DO THIS →
Reproduce every row below word for word, but leave the pictures out of your answer.

[Data listing]
============
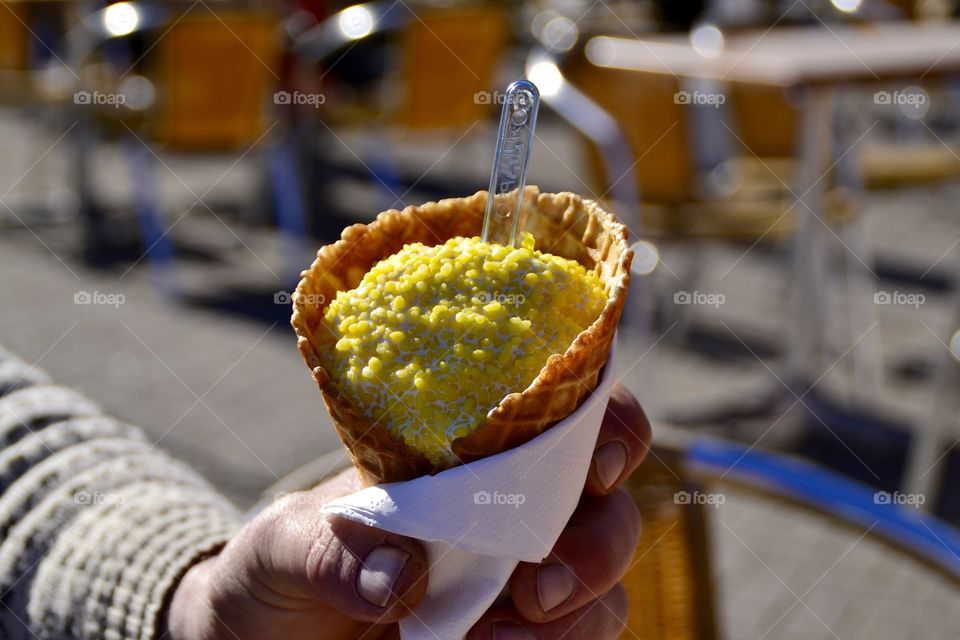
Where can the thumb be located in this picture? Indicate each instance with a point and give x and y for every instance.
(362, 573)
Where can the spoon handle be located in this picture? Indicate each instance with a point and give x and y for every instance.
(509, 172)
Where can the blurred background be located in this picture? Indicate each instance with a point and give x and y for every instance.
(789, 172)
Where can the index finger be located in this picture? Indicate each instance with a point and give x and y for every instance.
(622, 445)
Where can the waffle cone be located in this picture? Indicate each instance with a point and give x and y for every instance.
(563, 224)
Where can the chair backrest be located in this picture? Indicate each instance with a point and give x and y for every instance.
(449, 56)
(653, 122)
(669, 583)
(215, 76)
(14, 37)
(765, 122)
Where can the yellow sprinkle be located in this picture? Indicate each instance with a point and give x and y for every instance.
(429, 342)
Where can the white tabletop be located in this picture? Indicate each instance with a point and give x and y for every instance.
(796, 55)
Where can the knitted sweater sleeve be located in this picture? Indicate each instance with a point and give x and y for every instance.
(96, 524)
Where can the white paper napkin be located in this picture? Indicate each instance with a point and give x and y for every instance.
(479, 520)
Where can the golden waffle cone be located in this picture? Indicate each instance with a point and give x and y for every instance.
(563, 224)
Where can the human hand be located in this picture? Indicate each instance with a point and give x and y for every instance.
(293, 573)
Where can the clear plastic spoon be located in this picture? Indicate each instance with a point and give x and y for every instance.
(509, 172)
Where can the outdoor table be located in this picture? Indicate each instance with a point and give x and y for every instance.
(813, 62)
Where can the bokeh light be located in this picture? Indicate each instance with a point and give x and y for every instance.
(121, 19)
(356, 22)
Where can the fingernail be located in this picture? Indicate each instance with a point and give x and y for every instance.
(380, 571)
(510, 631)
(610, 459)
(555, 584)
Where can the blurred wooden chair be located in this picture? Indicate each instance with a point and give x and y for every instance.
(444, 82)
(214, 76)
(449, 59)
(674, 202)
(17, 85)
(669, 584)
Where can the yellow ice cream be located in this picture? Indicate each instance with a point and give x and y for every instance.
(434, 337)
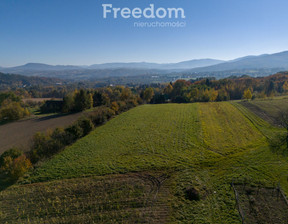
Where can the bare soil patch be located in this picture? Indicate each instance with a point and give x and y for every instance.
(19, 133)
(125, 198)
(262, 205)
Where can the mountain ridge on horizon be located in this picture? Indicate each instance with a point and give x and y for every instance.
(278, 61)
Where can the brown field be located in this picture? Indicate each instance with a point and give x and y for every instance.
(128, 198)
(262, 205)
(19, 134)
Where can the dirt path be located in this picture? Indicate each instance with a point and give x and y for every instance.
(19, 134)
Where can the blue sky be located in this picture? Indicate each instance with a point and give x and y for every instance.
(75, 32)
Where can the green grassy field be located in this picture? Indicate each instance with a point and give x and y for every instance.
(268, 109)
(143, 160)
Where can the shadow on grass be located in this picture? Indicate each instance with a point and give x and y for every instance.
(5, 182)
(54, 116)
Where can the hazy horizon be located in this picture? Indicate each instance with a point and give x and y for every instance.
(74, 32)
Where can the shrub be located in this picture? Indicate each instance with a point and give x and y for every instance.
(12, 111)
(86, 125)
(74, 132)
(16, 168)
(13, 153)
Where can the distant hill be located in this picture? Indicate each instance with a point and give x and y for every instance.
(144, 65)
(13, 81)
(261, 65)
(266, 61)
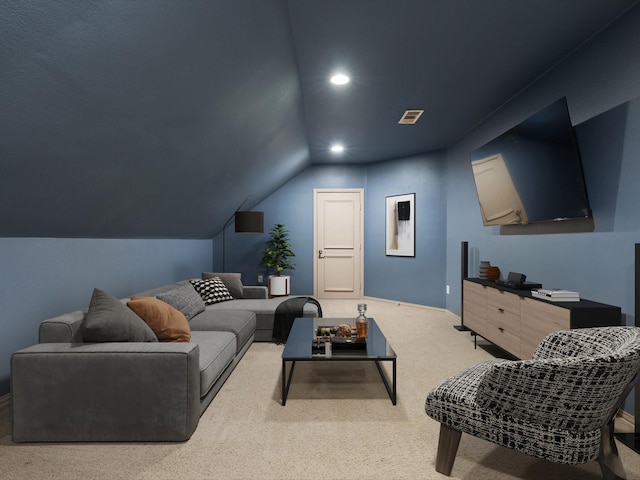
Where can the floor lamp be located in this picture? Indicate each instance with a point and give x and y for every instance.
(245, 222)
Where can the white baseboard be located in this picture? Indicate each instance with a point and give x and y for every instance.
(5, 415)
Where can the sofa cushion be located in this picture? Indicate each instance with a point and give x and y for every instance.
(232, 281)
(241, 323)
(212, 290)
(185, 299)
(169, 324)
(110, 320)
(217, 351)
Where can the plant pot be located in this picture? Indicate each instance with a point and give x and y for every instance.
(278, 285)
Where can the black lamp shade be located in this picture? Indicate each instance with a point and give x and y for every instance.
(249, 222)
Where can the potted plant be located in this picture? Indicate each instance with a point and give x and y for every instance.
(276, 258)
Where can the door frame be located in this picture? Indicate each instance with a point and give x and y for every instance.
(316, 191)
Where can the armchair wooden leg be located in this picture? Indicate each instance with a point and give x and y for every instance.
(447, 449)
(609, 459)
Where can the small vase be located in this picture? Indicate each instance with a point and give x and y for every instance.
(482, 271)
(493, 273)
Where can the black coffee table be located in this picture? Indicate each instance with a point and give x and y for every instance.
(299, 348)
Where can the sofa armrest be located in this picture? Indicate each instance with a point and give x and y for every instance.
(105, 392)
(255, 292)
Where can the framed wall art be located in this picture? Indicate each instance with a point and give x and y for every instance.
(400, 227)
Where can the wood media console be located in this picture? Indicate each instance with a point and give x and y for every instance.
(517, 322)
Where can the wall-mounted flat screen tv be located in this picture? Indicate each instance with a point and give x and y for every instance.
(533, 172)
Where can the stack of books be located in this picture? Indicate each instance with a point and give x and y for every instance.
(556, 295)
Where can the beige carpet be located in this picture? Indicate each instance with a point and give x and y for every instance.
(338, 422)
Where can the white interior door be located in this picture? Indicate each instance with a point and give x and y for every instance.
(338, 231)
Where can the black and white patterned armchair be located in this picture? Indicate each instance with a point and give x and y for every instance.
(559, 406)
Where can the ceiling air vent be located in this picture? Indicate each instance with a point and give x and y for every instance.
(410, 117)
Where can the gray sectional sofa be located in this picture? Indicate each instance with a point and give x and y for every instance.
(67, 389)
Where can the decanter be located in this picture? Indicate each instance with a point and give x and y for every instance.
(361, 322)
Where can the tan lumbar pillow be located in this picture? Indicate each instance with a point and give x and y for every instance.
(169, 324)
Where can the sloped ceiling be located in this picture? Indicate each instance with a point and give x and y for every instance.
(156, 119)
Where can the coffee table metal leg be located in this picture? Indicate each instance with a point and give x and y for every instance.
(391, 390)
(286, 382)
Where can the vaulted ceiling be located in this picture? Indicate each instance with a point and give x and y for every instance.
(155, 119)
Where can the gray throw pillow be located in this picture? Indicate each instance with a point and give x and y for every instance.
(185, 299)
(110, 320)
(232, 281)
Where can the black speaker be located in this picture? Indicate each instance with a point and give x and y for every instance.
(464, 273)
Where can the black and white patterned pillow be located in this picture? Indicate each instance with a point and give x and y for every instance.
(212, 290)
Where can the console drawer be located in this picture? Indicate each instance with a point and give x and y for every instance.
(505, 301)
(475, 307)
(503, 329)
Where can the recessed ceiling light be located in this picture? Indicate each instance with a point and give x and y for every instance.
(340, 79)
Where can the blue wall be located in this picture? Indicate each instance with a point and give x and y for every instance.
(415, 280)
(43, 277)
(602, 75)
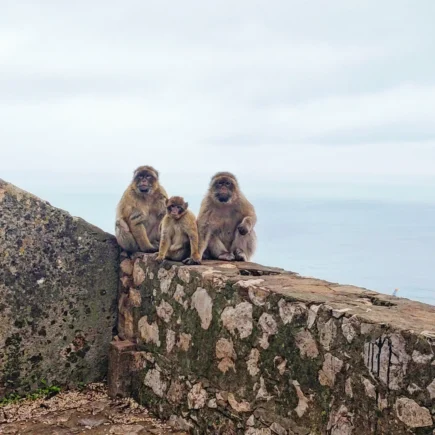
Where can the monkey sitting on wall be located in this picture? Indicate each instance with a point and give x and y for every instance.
============
COMPLETED TASK →
Where can the thumb be located in this picture? Indicate each instance with a point and give x and y for every instance.
(362, 573)
Where can the spoon handle be located in this picture? Indicate each instance with a point and give x and y for every instance.
(509, 172)
Where can the blurred background be located in this picture? Indicate each instance with a point and give x and y for every instance.
(789, 172)
Where can the index finger be located in this picture? Indicate each instance with a point and give x and y for every instance.
(622, 445)
Where can the waffle cone be located in this picture? Indicate each instance with a point and give x and y for every instance.
(563, 224)
Where can the chair backrest be located in this picture? Indicate each instance with a point and give x and y for every instance.
(449, 56)
(653, 122)
(669, 583)
(215, 76)
(14, 37)
(765, 122)
Where can the yellow sprinkle be located in this picture? Indicate each instance with a point and give x and y for every instance.
(429, 342)
Where can the white tabletop be located in this picture? Indicate each instance with a point and give x and y for every instance.
(796, 55)
Where can the knitted sweater sleeve be located in this picture? Indicate each instance with a point and give x and y for every instance.
(96, 524)
Where can the white paper napkin be located in this picture? Indicate each instance with a point and give x and y for every instance.
(479, 520)
Where can the golden waffle cone be located in this picture? Indicate each instance with a point and give x and y for every instance.
(563, 224)
Where can the human hand be located in this picture? Indicate each instance with a point and give x and y for every instance.
(293, 573)
Where can the clear plastic spoon be located in this picture? Indicate each instance with a point and give x and y for every instance.
(509, 172)
Where can the outdoor table be located in this picture? Indicate each instance with a point and give x and y for every instance.
(813, 62)
Where can the bokeh light be located in this picture? Indicate each instance with a point and give x and y for every instance.
(121, 19)
(356, 22)
Where can the fingernail be located in this picture? Indicate each instance with a point and give x and y for every instance.
(380, 571)
(510, 631)
(610, 459)
(555, 584)
Where can the blurred wooden chair be located in this picture? Indicate each instance with a point and give x and y for every instance.
(444, 82)
(214, 76)
(449, 59)
(674, 202)
(17, 85)
(669, 584)
Where can the yellow ice cream be located in this picture? Indicate each instance with a point and give x and y for every instance.
(434, 337)
Where can the bare soil patch be located in this picture? Indicate each instance with a point and give x and y for every instance.
(19, 133)
(125, 198)
(262, 205)
Where can the mountain ridge on horizon be located in this picture? Indicate each instance with a point and give x and y for every instance.
(278, 61)
Where can the brown field be located in this picture? Indicate each instance with a point and give x and y for every instance.
(128, 198)
(262, 205)
(19, 134)
Where can the dirt path be located in this picture? Indicate each instance with a point and give x and y for every instance.
(19, 134)
Where can the blue sky be located in this picture? Indicate each instance with a point and give x and y for every instance.
(75, 32)
Where can the green grassy field be located in this picture? Indicate each instance with a point and give x and y for every instance.
(268, 109)
(143, 160)
Where can the shadow on grass be located in this picture? Indicate each instance with a point and give x and y for every instance.
(5, 182)
(54, 116)
Where can the hazy horizon be located in this picture? Indicate each instance with a point and give x and y for every instance.
(74, 32)
Where can the shrub be located in this picture? Indicate each instance with a point and give x and y for every instance.
(12, 111)
(86, 125)
(74, 132)
(16, 168)
(13, 153)
Where can the distant hill be located in this picture? Indicate each instance with a point and give x and y for every instance.
(144, 65)
(13, 81)
(261, 65)
(266, 61)
Where can the floor lamp be located in this picture? Indicate each instance with a point and give x and y for every instance.
(245, 222)
Where can the white baseboard be located in this picture? Indicate each instance with a point and give x and y for every instance.
(5, 415)
Where can the sofa cushion be located in this picture? Indicate each instance with a point and give x and y for every instance.
(232, 281)
(241, 323)
(212, 290)
(185, 299)
(169, 324)
(110, 320)
(217, 351)
Where can the plant pot be located in this picture? Indicate each instance with a point and give x and y for every instance.
(278, 285)
Where can the black lamp shade be located in this picture? Indicate each instance with a point and give x and y for every instance.
(249, 222)
Where can the potted plant be located in this picture? Indicate each instance with a point and give x and y for every instance.
(276, 258)
Where can the door frame be located in this picture? Indicate each instance with a point and give x and y for every instance.
(316, 191)
Where can the armchair wooden leg be located in this picture? Indicate each instance with a point and give x and y for every instance.
(447, 449)
(609, 459)
Where can the small vase be located in this picture? Indicate each instance with a point and give x and y for every instance.
(482, 271)
(493, 273)
Where can the black coffee table be located in this picture? Indicate each instance with a point and give x and y for every instance.
(299, 348)
Where can the sofa armrest be located in this picture? Indicate each instance with a point and give x and y for every instance.
(105, 392)
(255, 292)
Where can the framed wall art be located in this picture? Indicate each instance with a point and give x and y for every instance.
(400, 227)
Where can the wood media console be located in this picture? Indicate each instance with a point and give x and y for every instance.
(517, 322)
Where can the wall-mounted flat screen tv be located in this picture? Indicate each instance with a point and give x and y for every instance.
(533, 172)
Where can the stack of books be located in this picture? Indicate each instance with a point and give x and y for every instance.
(556, 295)
Where can the beige carpet be located in this picture? Indicate each instance with a point and give x and y for every instance.
(338, 422)
Where can the white interior door be located in this picture? Indicate each instance with a point and give x and y for every instance.
(338, 231)
Where can the black and white patterned armchair be located in this picture? Indicate each instance with a point and give x and y for every instance.
(559, 406)
Where can the ceiling air vent be located in this picture? Indicate each instance with a point and give x and y for every instance.
(410, 117)
Where can the gray sectional sofa be located in this picture? Indicate each instance with a point and give x and y for every instance.
(67, 389)
Where can the decanter be located in this picture? Indicate each instance with a point and give x and y for every instance.
(361, 322)
Where can the tan lumbar pillow be located in this picture? Indicate each instance with a point and give x and y for every instance.
(169, 324)
Where can the sloped ceiling be located in this picture? Indicate each instance with a point and give x and y for every instance.
(156, 119)
Where can the coffee table metal leg be located in this picture? Indicate each instance with a point and give x and y for every instance.
(391, 390)
(286, 382)
Where can the vaulted ceiling be located in this picture? Indicate each instance with a point and give x and y for every instance.
(155, 119)
Where can the gray throw pillow be located in this picture? Indicate each instance with a point and give x and y for every instance.
(185, 299)
(110, 320)
(232, 281)
Where can the black speaker be located in this picture? Indicate each instance with a point and give x and y for every instance.
(464, 273)
Where can the black and white patterned pillow be located in this picture? Indicate each instance with a point and give x and y for every instance.
(212, 290)
Where can the console drawer be located in this picture? Indicate each instance with a point and give x and y for every instance.
(505, 301)
(475, 307)
(503, 329)
Where can the recessed ceiling light be located in this picture? Indicate each instance with a point and give x and y for every instance.
(340, 79)
Where can the blue wall be located in this picture? Indicate each instance with a point and give x and y for every instance.
(415, 280)
(43, 277)
(602, 75)
Where can the monkey sitting on wall be located in this picture? Indicate each instance with a point and give x and y for every instance.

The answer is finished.